◆ **Source excerpt**
┄┄┄┄┄┄

The goal (1) for data exchange would require that byte arrays be paired with a content-type field. For example, if the bytes were a selfie photo, then the MIME type of that encoding would be needed for it to be useful. "This photo is a likeness of the person I video conferenced, and that data is hashed and signed along with their passport details." And if the bytes were plain text, then the encoding would be needed, e.g. UTF-8 in Base-64.

The goal (2) I think would entail a structure that trades compactness for screaming structure, "oh, it actually resembles a Merkle tree", where the leaf nodes and all intermediate nodes with hashes would be included, hierarchically. The hashing algorithm and salt bytes would also need to be included so that the JSON has everything needed to for the developer to "fall into the pit of success" when writing code to process it.

What are your thoughts?

Amxx commented 3 months ago

Hello @lukepuplett

First of all, I don't think this is the right place for this discussion. This repo is about features request / bug tracking that are specific to this library. Your should probably discuss that on places like stackoverflow or the OpenZeppelin forum.

┄┄┄┄┄┄

◆ **Recorded data**
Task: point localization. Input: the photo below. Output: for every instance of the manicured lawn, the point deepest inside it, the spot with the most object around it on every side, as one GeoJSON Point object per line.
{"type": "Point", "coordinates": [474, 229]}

┄┄┄┄┄┄

◆ **Short task**
Copy out the thread excerpt on byte arrays and Merkle tree structure word for word, from start to finish. The listing has no connection to the thread excerpt.

◆ **Exercise response**
The goal (1) for data exchange would require that byte arrays be paired with a content-type field. For example, if the bytes were a selfie photo, then the MIME type of that encoding would be needed for it to be useful. "This photo is a likeness of the person I video conferenced, and that data is hashed and signed along with their passport details." And if the bytes were plain text, then the encoding would be needed, e.g. UTF-8 in Base-64.

The goal (2) I think would entail a structure that trades compactness for screaming structure, "oh, it actually resembles a Merkle tree", where the leaf nodes and all intermediate nodes with hashes would be included, hierarchically. The hashing algorithm and salt bytes would also need to be included so that the JSON has everything needed to for the developer to "fall into the pit of success" when writing code to process it.

What are your thoughts?

Amxx commented 3 months ago

Hello @lukepuplett

First of all, I don't think this is the right place for this discussion. This repo is about features request / bug tracking that are specific to this library. Your should probably discuss that on places like stackoverflow or the OpenZeppelin forum.